▶ PROBLEMS
A. Print the True Blood premiere recap word for word, starting at "Welcome back fellow" and ending at "Gay Pride Parade.".
B. Answer these questions using the True Blood premiere recap.
(i) What is the title of the premiere episode?
(ii) Which town is described as about to get very bloody?
(iii) What shipper name does the recap give the pairing of Bill and Sam?

▶ TEXT TO READ
------

“Conscience Off! Dick On!” – A Recap of True Blood’s Season 3 Premiere “Pack of Wolves”

“Hey, look at me.  I’m naked on TV!  That never happens!”

Welcome back fellow Fangbangers!  Another season of True Blood is officially upon us.  And from the looks of it, the town of Bon Temps is, once again, about to get very bloody (not to mention slutty).  Tonight’s premiere episode, may not have given us all that much in the way of plot development.  However, it did offer a ton of biting, a prospective new group of villians, some great one liners, and more hot shirtless men than a Gay Pride Parade. 

Speaking of gay pride, am I the only one who was TOTALLY shipping a Bill and Sam coupling, after this episode?  Those two are SPICY!  And with a cool shipper name like BAM, it’s pretty obvious that this is a couple destined for greatness . . .

------

▶ RECORD LIST
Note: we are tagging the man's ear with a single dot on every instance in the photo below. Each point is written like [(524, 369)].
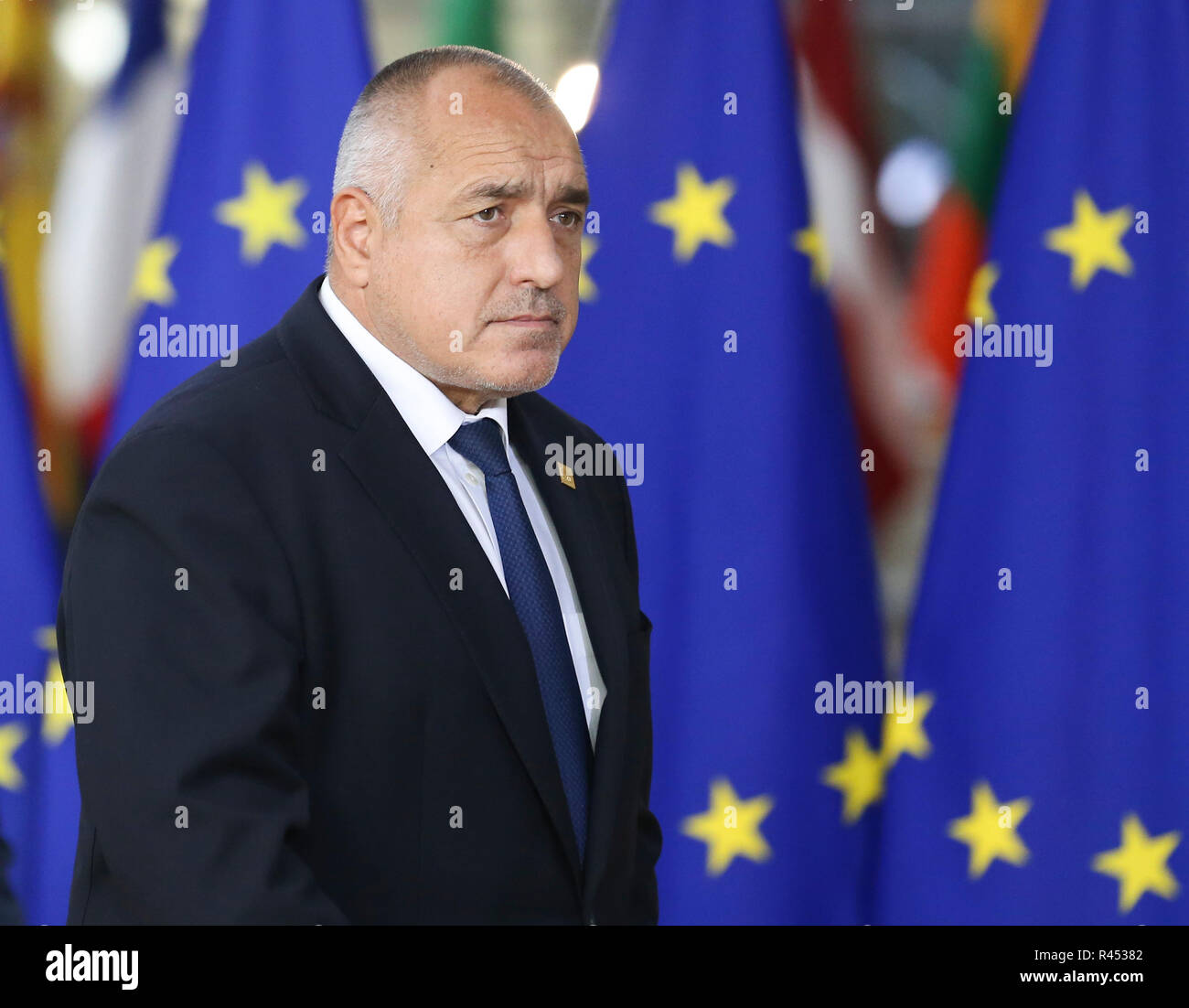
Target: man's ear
[(357, 231)]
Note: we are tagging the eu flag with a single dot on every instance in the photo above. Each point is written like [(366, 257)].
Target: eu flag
[(706, 356), (1050, 636), (245, 219), (38, 781)]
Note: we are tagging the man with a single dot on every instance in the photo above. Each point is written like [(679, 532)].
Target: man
[(10, 909), (358, 655)]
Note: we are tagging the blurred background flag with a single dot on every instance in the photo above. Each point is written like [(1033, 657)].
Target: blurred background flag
[(1051, 638), (106, 202), (706, 351), (38, 781), (248, 207), (948, 274), (864, 289)]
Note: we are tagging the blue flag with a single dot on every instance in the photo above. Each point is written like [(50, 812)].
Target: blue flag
[(38, 780), (245, 219), (706, 354), (1050, 782)]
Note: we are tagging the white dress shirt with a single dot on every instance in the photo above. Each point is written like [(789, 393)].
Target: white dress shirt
[(433, 419)]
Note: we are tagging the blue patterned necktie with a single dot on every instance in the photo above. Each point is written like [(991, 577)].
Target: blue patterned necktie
[(535, 600)]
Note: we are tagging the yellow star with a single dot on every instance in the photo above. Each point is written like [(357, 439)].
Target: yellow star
[(56, 723), (811, 241), (1092, 241), (586, 288), (730, 828), (1140, 863), (990, 830), (910, 736), (696, 213), (151, 280), (12, 735), (859, 777), (264, 211), (979, 300)]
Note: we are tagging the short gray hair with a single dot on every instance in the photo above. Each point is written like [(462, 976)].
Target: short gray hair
[(380, 137)]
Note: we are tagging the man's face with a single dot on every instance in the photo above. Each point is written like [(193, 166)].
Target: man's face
[(490, 230)]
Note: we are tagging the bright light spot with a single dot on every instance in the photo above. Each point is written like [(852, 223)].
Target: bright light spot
[(575, 91), (912, 179), (91, 43)]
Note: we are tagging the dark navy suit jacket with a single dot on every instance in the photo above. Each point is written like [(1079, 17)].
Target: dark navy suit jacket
[(296, 718)]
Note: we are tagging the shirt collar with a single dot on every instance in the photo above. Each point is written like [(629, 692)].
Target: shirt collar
[(431, 416)]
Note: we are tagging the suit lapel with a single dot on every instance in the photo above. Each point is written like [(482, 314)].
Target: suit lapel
[(574, 516)]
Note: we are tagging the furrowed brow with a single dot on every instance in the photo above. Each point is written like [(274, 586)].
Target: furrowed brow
[(488, 189), (578, 195)]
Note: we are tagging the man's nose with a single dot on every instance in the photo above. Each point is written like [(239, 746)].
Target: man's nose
[(533, 253)]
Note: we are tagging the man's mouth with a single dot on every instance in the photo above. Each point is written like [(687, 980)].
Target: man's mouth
[(530, 321)]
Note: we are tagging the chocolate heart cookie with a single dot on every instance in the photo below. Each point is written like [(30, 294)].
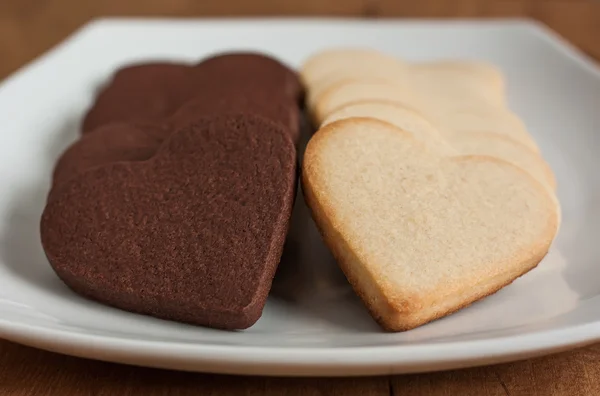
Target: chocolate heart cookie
[(112, 143), (193, 234), (141, 92)]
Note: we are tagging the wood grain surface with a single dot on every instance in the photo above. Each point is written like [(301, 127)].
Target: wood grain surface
[(29, 27)]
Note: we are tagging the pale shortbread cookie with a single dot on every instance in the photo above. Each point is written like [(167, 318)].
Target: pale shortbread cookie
[(323, 65), (405, 118), (450, 77), (449, 142), (485, 119), (349, 91), (316, 90), (499, 146), (417, 234)]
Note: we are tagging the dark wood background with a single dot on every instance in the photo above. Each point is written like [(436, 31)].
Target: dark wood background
[(30, 27)]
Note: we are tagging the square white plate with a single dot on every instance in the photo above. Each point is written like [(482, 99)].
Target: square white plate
[(325, 330)]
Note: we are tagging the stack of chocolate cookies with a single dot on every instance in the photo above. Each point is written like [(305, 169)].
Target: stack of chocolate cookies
[(176, 200)]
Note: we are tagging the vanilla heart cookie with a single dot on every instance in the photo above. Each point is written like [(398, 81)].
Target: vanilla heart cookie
[(347, 92), (193, 234), (451, 142), (420, 235)]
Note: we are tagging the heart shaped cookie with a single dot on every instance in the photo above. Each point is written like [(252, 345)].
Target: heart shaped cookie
[(152, 92), (111, 143), (283, 111), (420, 235), (194, 234), (141, 92)]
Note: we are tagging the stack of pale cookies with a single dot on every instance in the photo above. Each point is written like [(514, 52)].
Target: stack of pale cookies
[(429, 191)]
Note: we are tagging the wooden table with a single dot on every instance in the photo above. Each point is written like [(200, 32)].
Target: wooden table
[(29, 27)]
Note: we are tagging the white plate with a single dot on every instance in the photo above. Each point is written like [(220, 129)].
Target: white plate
[(325, 330)]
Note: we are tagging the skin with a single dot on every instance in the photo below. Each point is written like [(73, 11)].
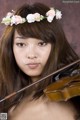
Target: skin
[(31, 55), (42, 109)]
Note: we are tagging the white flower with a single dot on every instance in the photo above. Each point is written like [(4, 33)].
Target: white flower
[(6, 20), (30, 18), (49, 18), (9, 14), (58, 14), (37, 17), (17, 20), (50, 15)]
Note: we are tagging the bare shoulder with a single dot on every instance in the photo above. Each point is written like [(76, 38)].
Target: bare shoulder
[(41, 109)]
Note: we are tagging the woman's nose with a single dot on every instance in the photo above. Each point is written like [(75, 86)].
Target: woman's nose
[(31, 53)]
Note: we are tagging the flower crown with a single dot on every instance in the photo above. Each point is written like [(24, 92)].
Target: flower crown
[(12, 19)]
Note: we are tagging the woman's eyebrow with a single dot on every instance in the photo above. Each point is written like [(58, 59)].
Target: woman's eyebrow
[(19, 37)]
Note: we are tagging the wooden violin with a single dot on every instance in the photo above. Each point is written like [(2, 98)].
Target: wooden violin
[(61, 90), (64, 89)]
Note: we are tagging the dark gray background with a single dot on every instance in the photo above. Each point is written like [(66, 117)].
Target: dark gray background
[(70, 20)]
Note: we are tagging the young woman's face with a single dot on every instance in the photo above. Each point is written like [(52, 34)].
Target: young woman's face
[(31, 54)]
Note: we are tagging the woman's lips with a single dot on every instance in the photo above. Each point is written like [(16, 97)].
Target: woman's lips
[(33, 65)]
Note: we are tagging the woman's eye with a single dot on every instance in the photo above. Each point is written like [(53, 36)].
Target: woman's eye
[(20, 44), (42, 43)]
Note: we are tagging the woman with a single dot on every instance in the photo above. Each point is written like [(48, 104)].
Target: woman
[(33, 46)]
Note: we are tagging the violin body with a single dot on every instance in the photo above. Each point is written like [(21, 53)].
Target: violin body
[(64, 89)]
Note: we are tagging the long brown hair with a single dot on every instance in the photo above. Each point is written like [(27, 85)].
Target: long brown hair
[(11, 77)]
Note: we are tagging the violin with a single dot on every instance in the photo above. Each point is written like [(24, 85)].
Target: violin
[(64, 89), (61, 90)]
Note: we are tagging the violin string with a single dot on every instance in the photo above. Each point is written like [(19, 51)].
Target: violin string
[(24, 88)]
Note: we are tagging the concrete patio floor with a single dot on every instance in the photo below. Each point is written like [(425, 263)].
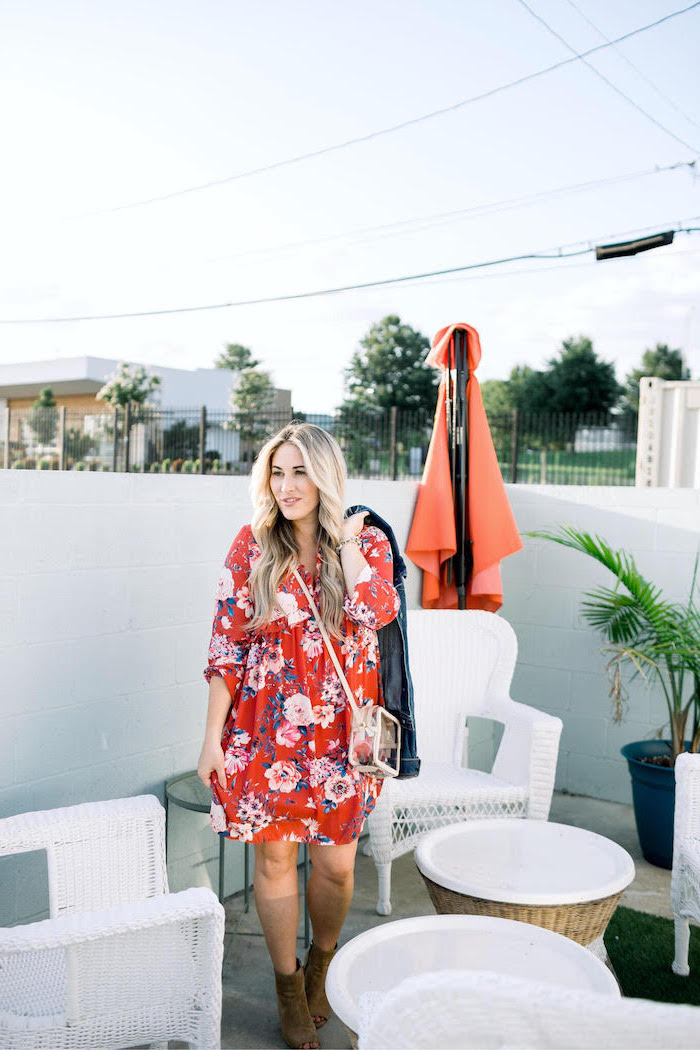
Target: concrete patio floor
[(250, 1014)]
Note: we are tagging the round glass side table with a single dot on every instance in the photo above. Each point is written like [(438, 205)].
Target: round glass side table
[(188, 792)]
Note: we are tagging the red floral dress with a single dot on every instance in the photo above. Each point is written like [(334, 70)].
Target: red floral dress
[(285, 735)]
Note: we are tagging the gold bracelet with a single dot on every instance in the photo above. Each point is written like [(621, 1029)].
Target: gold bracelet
[(348, 539)]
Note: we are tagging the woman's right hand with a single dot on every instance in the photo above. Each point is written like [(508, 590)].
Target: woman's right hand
[(211, 760)]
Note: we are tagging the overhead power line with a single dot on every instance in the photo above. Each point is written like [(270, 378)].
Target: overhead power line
[(606, 80), (437, 218), (404, 124), (547, 253), (633, 65)]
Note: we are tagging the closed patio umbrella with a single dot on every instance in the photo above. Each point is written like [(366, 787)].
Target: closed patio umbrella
[(463, 525)]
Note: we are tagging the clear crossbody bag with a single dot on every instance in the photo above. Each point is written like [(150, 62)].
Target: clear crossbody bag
[(375, 741)]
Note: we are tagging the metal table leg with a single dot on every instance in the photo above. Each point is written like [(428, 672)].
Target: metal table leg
[(305, 883), (221, 840)]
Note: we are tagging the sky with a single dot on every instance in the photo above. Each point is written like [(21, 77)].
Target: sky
[(117, 114)]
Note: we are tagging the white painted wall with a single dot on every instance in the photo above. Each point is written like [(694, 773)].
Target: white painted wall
[(106, 597), (107, 586)]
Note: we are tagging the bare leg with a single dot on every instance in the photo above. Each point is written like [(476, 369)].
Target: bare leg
[(276, 900), (330, 890), (277, 905), (330, 893)]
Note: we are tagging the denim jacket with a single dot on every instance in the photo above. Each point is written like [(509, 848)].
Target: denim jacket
[(397, 685)]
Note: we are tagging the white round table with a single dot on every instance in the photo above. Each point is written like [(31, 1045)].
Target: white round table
[(381, 958), (555, 876)]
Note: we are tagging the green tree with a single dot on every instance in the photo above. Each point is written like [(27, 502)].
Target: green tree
[(496, 396), (662, 362), (44, 417), (388, 369), (127, 386), (575, 381), (236, 357), (251, 402)]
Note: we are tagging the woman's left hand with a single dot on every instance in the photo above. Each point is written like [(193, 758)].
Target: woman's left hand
[(354, 524)]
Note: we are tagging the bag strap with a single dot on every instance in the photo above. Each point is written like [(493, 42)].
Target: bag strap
[(326, 639)]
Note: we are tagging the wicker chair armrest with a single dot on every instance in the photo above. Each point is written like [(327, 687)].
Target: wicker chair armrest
[(48, 933), (41, 827), (528, 752)]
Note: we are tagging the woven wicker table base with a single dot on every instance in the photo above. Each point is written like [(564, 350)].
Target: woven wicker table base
[(579, 922)]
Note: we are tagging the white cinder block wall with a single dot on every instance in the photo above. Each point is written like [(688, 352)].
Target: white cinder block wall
[(106, 597), (560, 667), (107, 587)]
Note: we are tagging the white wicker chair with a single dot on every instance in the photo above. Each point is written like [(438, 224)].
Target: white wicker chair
[(685, 875), (462, 664), (121, 961), (463, 1009)]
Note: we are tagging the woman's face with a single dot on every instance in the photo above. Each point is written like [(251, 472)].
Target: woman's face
[(295, 492)]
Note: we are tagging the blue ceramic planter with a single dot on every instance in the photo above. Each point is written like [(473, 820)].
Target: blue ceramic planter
[(654, 796)]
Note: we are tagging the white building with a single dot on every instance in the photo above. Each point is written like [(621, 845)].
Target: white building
[(76, 381)]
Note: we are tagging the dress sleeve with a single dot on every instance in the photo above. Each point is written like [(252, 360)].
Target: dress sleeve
[(233, 608), (375, 600)]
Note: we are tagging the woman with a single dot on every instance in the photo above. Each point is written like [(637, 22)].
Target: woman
[(275, 751)]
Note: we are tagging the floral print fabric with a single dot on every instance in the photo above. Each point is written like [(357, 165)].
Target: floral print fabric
[(285, 736)]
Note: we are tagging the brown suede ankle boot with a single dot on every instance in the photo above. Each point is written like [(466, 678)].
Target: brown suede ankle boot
[(295, 1021), (315, 970)]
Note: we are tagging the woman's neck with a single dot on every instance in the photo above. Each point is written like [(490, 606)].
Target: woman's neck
[(305, 534)]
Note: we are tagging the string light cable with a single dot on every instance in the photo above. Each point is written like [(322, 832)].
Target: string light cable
[(561, 252), (576, 57), (640, 72), (606, 80), (438, 218)]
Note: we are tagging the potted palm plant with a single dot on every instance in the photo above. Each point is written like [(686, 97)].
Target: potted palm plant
[(658, 639)]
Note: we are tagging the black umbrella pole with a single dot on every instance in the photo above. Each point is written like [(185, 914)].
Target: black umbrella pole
[(461, 469)]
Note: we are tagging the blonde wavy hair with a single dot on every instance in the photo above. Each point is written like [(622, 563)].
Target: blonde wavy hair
[(274, 533)]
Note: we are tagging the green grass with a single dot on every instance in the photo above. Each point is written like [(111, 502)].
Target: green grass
[(641, 949)]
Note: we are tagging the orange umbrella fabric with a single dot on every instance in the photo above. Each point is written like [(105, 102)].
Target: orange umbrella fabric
[(432, 537)]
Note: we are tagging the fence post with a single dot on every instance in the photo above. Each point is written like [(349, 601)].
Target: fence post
[(115, 437), (203, 437), (6, 454), (62, 438), (127, 435), (514, 447)]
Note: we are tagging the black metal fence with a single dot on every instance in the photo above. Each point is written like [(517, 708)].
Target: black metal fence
[(566, 449)]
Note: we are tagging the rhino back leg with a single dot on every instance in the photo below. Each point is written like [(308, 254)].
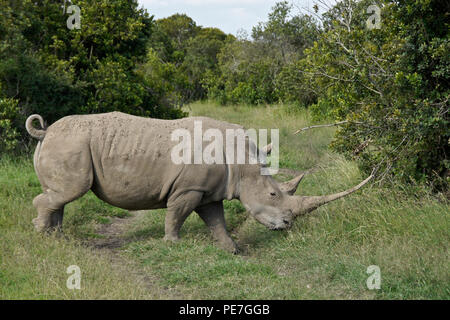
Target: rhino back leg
[(178, 209), (65, 173), (214, 217)]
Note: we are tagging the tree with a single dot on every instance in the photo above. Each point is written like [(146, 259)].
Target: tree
[(54, 71), (390, 84)]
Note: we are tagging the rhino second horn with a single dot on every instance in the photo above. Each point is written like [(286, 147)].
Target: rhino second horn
[(291, 186)]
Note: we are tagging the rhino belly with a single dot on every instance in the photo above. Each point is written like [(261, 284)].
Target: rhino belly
[(128, 184)]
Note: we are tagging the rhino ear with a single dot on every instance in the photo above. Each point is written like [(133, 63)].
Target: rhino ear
[(291, 186)]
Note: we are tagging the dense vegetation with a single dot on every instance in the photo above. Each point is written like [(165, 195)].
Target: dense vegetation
[(389, 85)]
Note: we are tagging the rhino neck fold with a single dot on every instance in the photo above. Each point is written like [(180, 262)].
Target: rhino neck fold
[(232, 187)]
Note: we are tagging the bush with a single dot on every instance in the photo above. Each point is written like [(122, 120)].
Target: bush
[(8, 133)]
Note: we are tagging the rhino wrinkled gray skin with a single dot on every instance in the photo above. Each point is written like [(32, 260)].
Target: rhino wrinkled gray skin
[(126, 161)]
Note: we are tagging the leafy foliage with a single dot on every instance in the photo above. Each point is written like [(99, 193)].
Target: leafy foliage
[(54, 71), (391, 84)]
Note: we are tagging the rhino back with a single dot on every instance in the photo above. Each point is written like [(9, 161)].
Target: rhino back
[(131, 158)]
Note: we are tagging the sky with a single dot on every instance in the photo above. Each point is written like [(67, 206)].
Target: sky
[(227, 15)]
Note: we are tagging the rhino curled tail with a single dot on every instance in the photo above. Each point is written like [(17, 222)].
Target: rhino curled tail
[(32, 131)]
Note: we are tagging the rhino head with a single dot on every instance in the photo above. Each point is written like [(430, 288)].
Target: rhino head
[(274, 204)]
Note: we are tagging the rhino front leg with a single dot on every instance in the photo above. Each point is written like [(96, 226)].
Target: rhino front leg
[(213, 215), (178, 209)]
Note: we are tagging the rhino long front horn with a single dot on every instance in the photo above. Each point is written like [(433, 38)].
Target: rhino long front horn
[(310, 203), (291, 186)]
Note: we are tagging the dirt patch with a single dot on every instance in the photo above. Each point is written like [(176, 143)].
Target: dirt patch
[(112, 234)]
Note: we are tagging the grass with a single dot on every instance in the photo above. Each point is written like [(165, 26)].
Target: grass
[(403, 230)]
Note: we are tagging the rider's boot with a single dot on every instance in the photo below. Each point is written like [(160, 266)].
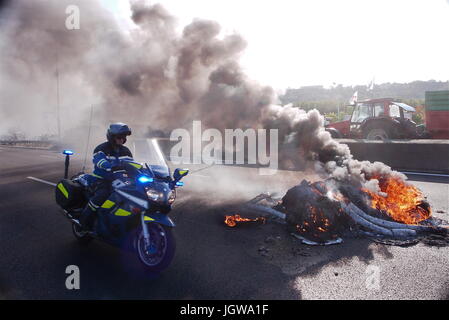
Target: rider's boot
[(88, 216)]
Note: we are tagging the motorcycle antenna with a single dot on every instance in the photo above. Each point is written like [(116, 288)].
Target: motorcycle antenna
[(88, 137)]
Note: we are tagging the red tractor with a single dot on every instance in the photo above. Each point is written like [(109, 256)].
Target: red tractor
[(377, 119)]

------

▶ THE SOLUTIONS
A.
Welcome back fellow Fangbangers!  Another season of True Blood is officially upon us.  And from the looks of it, the town of Bon Temps is, once again, about to get very bloody (not to mention slutty).  Tonight’s premiere episode, may not have given us all that much in the way of plot development.  However, it did offer a ton of biting, a prospective new group of villians, some great one liners, and more hot shirtless men than a Gay Pride Parade.

B.
(i) "Pack of Wolves"
(ii) Bon Temps
(iii) BAM